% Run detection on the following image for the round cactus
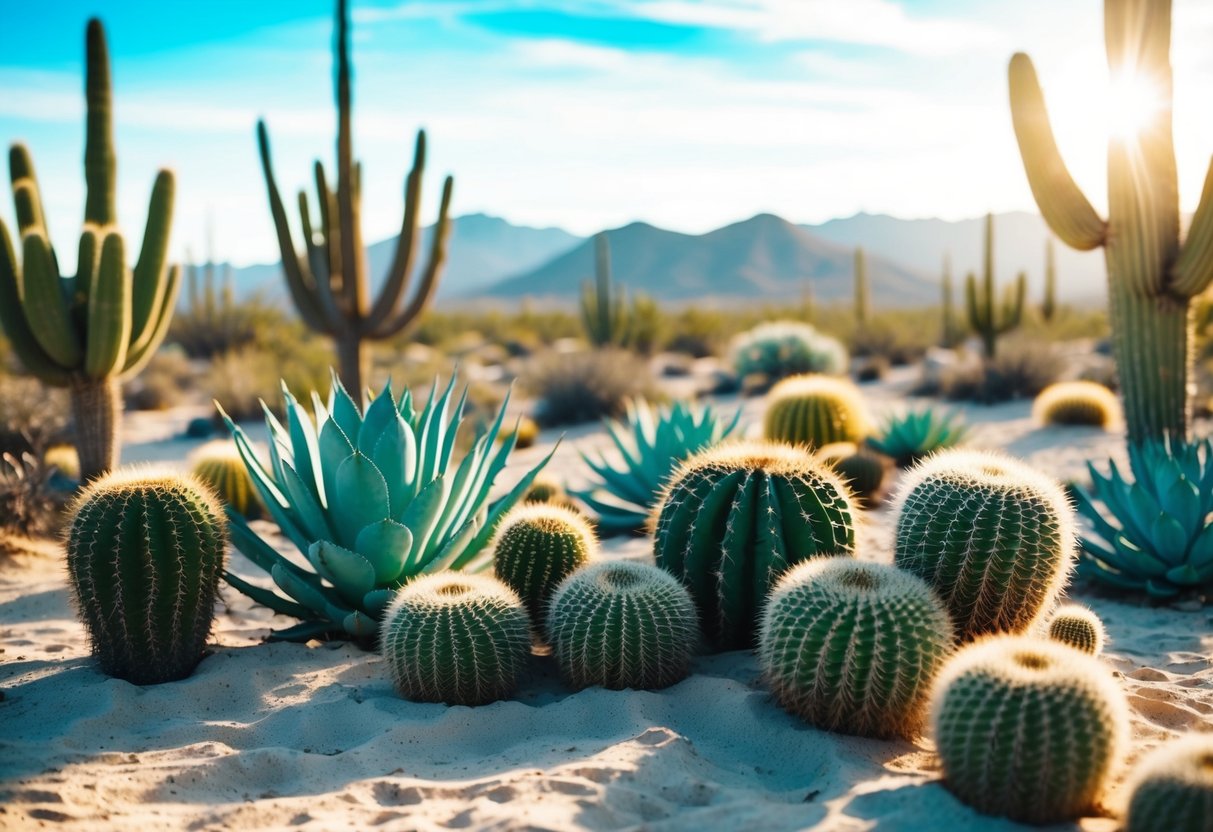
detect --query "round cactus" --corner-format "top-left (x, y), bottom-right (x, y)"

____________

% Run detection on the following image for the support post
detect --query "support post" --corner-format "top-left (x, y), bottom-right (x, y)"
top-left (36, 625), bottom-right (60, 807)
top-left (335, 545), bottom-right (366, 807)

____________

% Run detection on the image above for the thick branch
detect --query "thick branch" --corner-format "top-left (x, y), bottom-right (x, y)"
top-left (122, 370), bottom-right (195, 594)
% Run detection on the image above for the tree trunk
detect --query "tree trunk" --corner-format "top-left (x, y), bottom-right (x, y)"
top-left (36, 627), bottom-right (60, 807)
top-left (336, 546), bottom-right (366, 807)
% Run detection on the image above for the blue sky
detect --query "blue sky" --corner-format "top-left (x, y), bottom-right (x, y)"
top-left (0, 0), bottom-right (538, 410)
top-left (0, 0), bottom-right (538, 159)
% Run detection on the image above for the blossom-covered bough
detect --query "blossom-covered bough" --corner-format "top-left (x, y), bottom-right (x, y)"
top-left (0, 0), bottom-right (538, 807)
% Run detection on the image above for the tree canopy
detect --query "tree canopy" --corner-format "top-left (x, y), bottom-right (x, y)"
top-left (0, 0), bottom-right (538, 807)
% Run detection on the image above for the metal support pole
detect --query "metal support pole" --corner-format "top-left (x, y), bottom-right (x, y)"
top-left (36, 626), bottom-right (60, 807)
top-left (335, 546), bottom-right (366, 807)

____________

Goal of the exercise ▸
Copy out the lines starting at the one that contains "the tree trunk" and ending at the one that contains "top-left (336, 546), bottom-right (366, 807)", with both of those lines included.

Written response ▸
% Run detection on the image above for the tree trunk
detect --query "tree trunk" --corner-format "top-left (x, y), bottom-right (x, y)"
top-left (36, 627), bottom-right (60, 807)
top-left (336, 546), bottom-right (366, 807)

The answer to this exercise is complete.